### TEXT EXCERPT
>>>>>
Faggot = Loser
Corbetts’s essay was a very interesting piece for me to read; I
connected with it a great deal as I do come from an area whose jargon is disturbingly
based upon this type of lexicon. I will not shy away from admitting that I did
at one say words such faggot, growing up the outskirts of USC words like these
were just spoon fed into one’s word bank. However, though a substantial amount
of personal connections were generated while reading his work, I believe I made
a greater connection between the way he defines the child patient’s psychological
process and the human’s knack for responding back to a sort of criticism attacking
their reputation.
Corbetts describes the child patient’s decision to call him a faggot as
“to be big, was not to be in a position to express his experiences of neglect,
or his need for parental love and recognition. The child patient did not
construct an elusive thought that logically drove him to be blunt and call him
a faggot, he merely blurted it out as a sort of defense mechanism. Maybe it
just so happens to be the people I hang around with, I don’t know, but I feel that
we as humans, adolescents/adults to be more specific, express similar traits as
so on a daily bases. For example the thought that came up to me was taking “the
high road” instead of entering a confrontation, whether physical, verbal, or I
suppose even viral nowadays. I just experienced on today as a matter fact. I
was driving on the freeway and saw a car ”A” cut another car “B” off, now even though
there was no traffic and all the other lanes were running smoothly car “B” sped
up, gave the driver in car “A” the finger and cut him off for no reason. Was
that necessary? Absolutely not. Did it make him more powerful than the other
person? No just more childish. So why do it?
<<<<<
### DATA LISTING
>>>>>
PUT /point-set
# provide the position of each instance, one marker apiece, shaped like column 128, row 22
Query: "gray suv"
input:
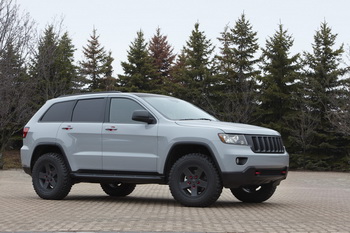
column 123, row 139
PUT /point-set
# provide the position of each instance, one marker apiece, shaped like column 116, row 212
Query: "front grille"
column 265, row 144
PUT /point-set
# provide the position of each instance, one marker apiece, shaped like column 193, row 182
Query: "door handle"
column 68, row 127
column 112, row 128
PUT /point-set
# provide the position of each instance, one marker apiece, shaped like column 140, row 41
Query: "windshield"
column 176, row 109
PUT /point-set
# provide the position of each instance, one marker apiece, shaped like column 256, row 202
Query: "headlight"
column 236, row 139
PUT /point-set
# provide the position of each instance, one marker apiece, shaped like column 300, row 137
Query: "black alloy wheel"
column 194, row 181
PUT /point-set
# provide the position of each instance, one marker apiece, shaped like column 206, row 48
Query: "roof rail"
column 88, row 93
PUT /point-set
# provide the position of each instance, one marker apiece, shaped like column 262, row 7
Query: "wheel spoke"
column 188, row 173
column 202, row 183
column 194, row 191
column 42, row 175
column 46, row 184
column 53, row 173
column 53, row 183
column 47, row 168
column 198, row 172
column 185, row 185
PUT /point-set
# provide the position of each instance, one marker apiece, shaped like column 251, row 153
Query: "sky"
column 117, row 21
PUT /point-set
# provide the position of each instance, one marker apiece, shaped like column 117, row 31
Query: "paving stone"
column 305, row 202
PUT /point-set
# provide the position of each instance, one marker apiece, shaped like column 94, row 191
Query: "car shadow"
column 170, row 201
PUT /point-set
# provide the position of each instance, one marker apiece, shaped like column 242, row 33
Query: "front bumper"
column 254, row 176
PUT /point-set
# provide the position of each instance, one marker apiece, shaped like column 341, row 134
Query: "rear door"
column 81, row 137
column 128, row 145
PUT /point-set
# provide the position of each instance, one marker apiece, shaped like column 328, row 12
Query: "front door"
column 128, row 145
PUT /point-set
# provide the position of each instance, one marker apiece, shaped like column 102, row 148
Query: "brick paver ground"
column 305, row 202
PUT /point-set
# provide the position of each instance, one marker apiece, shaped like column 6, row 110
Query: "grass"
column 11, row 159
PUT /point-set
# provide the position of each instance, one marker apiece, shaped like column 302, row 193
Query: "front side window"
column 59, row 112
column 177, row 109
column 89, row 110
column 122, row 109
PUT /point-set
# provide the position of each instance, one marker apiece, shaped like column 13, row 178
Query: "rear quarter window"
column 89, row 110
column 59, row 112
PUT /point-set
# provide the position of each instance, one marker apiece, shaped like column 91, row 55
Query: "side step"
column 125, row 178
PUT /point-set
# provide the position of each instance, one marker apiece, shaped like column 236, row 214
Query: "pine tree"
column 196, row 74
column 163, row 59
column 92, row 68
column 67, row 71
column 16, row 91
column 139, row 70
column 236, row 72
column 52, row 65
column 323, row 80
column 278, row 87
column 109, row 82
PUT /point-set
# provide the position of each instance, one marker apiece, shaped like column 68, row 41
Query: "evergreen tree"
column 16, row 91
column 108, row 82
column 163, row 59
column 52, row 65
column 93, row 67
column 279, row 82
column 323, row 81
column 236, row 72
column 196, row 75
column 139, row 70
column 67, row 71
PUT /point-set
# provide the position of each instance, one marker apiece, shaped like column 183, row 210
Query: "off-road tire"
column 50, row 177
column 118, row 189
column 254, row 194
column 194, row 181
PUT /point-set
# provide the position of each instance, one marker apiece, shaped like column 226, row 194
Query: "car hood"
column 229, row 127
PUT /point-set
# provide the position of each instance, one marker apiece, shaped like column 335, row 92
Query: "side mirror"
column 143, row 116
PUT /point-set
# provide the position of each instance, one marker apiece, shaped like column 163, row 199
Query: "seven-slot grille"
column 266, row 144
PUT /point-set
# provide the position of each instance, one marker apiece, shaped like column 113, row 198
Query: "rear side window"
column 122, row 109
column 59, row 112
column 89, row 110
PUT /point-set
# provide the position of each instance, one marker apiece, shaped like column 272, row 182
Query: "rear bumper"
column 254, row 176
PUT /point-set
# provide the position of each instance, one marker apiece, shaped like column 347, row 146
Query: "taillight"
column 25, row 131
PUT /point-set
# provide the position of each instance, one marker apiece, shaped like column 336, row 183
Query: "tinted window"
column 177, row 109
column 89, row 110
column 59, row 112
column 121, row 110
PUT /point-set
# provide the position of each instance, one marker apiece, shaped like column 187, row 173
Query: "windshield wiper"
column 194, row 119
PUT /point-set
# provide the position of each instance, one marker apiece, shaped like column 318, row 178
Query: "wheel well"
column 43, row 149
column 180, row 150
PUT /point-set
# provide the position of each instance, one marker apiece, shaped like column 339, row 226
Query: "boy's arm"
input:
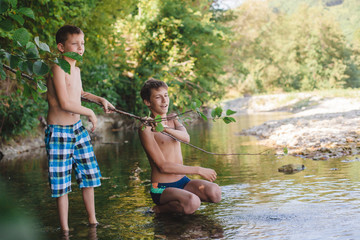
column 106, row 104
column 66, row 102
column 179, row 131
column 154, row 152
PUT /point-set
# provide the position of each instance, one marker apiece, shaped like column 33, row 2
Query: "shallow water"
column 258, row 202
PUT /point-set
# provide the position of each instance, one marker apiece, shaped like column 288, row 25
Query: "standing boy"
column 172, row 190
column 67, row 141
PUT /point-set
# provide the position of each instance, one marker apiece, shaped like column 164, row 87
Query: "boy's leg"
column 177, row 200
column 63, row 209
column 205, row 190
column 88, row 197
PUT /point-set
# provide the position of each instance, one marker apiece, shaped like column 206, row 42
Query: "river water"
column 258, row 202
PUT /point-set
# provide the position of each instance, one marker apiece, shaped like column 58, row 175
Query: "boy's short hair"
column 152, row 83
column 64, row 31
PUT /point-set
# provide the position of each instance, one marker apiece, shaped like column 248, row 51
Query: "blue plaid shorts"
column 69, row 147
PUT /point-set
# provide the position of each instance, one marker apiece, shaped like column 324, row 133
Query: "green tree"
column 176, row 41
column 302, row 50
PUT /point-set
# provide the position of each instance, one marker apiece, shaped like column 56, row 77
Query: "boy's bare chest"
column 73, row 83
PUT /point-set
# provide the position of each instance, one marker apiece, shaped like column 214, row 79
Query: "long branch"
column 14, row 71
column 147, row 121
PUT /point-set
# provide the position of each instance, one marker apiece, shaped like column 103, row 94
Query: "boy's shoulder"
column 56, row 68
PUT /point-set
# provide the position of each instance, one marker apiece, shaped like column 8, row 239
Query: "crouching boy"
column 172, row 190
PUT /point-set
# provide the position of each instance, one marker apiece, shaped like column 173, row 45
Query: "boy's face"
column 74, row 43
column 159, row 101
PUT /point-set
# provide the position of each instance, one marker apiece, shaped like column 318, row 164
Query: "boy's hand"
column 207, row 173
column 107, row 106
column 93, row 120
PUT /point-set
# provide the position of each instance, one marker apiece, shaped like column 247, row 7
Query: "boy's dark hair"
column 152, row 83
column 64, row 31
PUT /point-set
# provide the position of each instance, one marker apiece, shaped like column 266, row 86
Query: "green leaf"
column 40, row 68
column 203, row 116
column 4, row 6
column 159, row 127
column 73, row 55
column 13, row 3
column 14, row 61
column 27, row 91
column 27, row 12
column 2, row 73
column 198, row 103
column 18, row 75
column 286, row 151
column 65, row 65
column 41, row 87
column 37, row 40
column 6, row 25
column 228, row 120
column 34, row 94
column 18, row 18
column 216, row 112
column 30, row 45
column 32, row 52
column 25, row 66
column 43, row 46
column 22, row 66
column 230, row 112
column 29, row 67
column 22, row 36
column 158, row 119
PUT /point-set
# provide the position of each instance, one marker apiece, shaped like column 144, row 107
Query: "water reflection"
column 258, row 202
column 197, row 226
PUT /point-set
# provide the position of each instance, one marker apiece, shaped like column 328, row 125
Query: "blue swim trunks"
column 157, row 188
column 69, row 147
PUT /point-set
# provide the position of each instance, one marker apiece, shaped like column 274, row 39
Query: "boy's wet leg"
column 63, row 210
column 89, row 201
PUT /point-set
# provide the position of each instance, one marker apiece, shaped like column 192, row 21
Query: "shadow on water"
column 197, row 226
column 258, row 201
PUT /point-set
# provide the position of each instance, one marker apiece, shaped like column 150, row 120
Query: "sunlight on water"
column 258, row 202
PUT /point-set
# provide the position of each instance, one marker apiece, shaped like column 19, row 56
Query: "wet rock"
column 291, row 168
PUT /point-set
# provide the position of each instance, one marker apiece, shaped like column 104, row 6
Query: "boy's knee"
column 192, row 204
column 214, row 194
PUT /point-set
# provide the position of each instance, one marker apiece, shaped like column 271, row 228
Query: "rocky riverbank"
column 321, row 128
column 22, row 147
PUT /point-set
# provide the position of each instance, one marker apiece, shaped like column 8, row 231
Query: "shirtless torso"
column 73, row 88
column 171, row 150
column 166, row 161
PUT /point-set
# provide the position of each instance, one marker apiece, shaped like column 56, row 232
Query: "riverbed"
column 258, row 202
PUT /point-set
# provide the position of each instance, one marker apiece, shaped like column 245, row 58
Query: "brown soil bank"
column 31, row 145
column 321, row 127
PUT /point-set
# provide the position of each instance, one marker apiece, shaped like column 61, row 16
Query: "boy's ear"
column 61, row 47
column 147, row 103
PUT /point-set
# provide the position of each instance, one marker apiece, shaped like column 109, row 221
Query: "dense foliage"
column 302, row 49
column 127, row 42
column 262, row 46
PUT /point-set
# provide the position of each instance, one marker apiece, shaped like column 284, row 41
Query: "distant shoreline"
column 321, row 128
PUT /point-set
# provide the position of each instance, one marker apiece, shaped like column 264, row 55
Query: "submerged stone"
column 291, row 168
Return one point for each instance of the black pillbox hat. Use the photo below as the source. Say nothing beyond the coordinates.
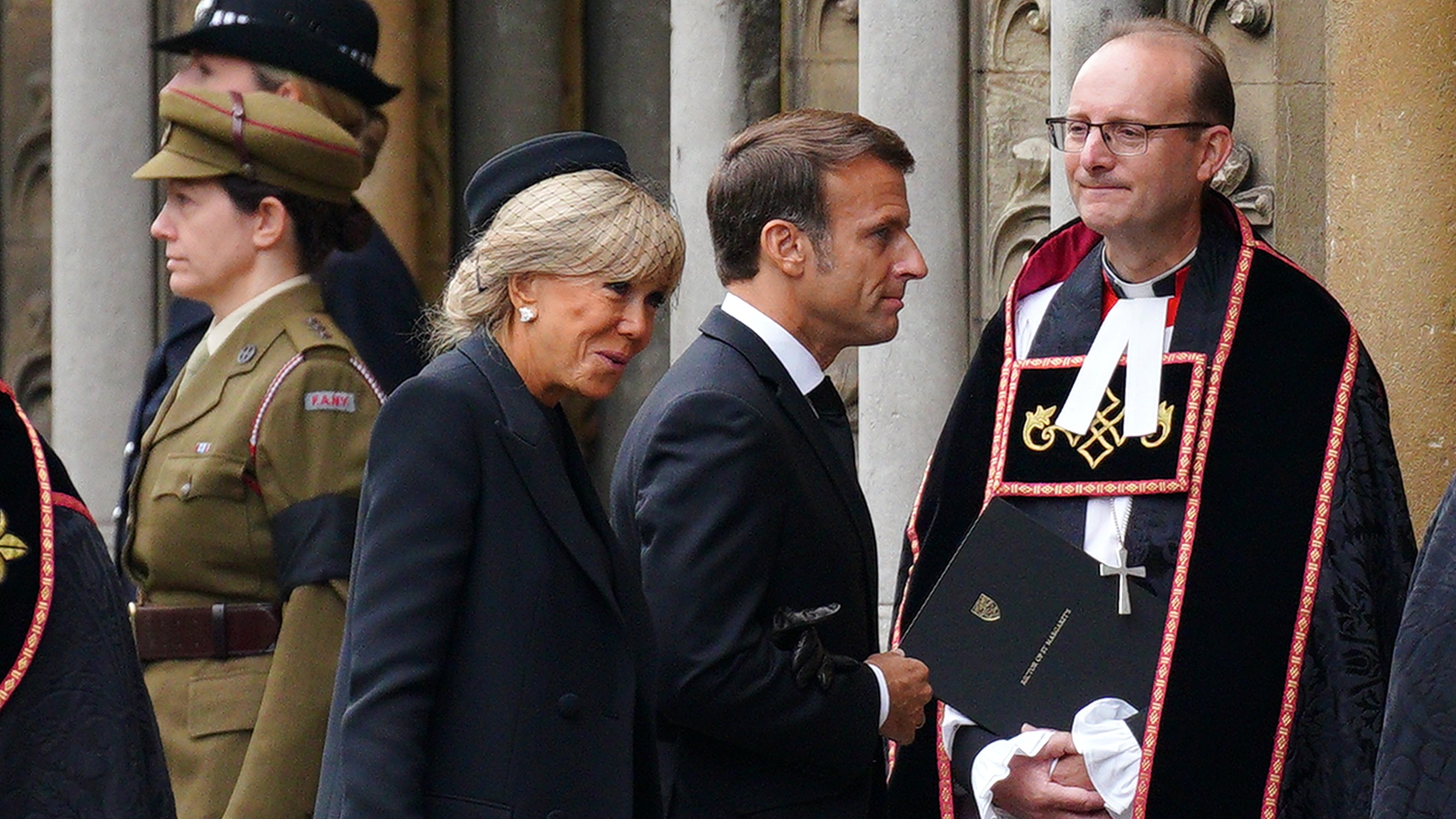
<<<<<
Please return the whole essay that appears above the data, copying every word and mark without changes.

Faggot = Loser
Corbetts’s essay was a very interesting piece for me to read; I
connected with it a great deal as I do come from an area whose jargon is disturbingly
based upon this type of lexicon. I will not shy away from admitting that I did
at one say words such faggot, growing up the outskirts of USC words like these
were just spoon fed into one’s word bank. However, though a substantial amount
of personal connections were generated while reading his work, I believe I made
a greater connection between the way he defines the child patient’s psychological
process and the human’s knack for responding back to a sort of criticism attacking
their reputation.
Corbetts describes the child patient’s decision to call him a faggot as
“to be big, was not to be in a position to express his experiences of neglect,
or his need for parental love and recognition. The child patient did not
construct an elusive thought that logically drove him to be blunt and call him
a faggot, he merely blurted it out as a sort of defense mechanism. Maybe it
just so happens to be the people I hang around with, I don’t know, but I feel that
we as humans, adolescents/adults to be more specific, express similar traits as
so on a daily bases. For example the thought that came up to me was taking “the
high road” instead of entering a confrontation, whether physical, verbal, or I
suppose even viral nowadays. I just experienced on today as a matter fact. I
was driving on the freeway and saw a car ”A” cut another car “B” off, now even though
there was no traffic and all the other lanes were running smoothly car “B” sped
up, gave the driver in car “A” the finger and cut him off for no reason. Was
that necessary? Absolutely not. Did it make him more powerful than the other
person? No just more childish. So why do it?